Data supplied:

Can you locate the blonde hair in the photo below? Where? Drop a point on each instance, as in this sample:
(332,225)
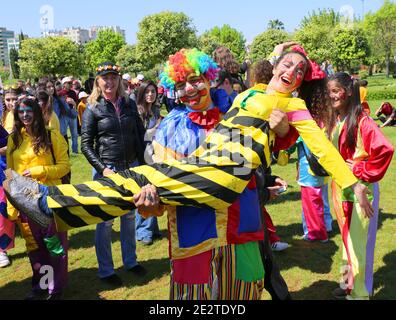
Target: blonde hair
(97,92)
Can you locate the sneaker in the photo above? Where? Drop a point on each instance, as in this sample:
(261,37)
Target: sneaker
(279,246)
(138,270)
(55,296)
(349,297)
(339,293)
(305,238)
(4,260)
(24,194)
(36,294)
(147,241)
(113,280)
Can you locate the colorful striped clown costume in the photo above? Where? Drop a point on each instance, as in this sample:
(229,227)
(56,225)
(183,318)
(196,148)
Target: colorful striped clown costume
(213,176)
(214,254)
(371,156)
(7,226)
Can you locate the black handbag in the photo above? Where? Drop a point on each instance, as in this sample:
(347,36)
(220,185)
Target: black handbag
(314,164)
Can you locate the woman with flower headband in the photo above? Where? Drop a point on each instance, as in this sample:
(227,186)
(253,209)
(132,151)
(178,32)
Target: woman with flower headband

What is expected: Your reply must be one number, namely the count of lines above that hold the string "headband".

Solution below: 2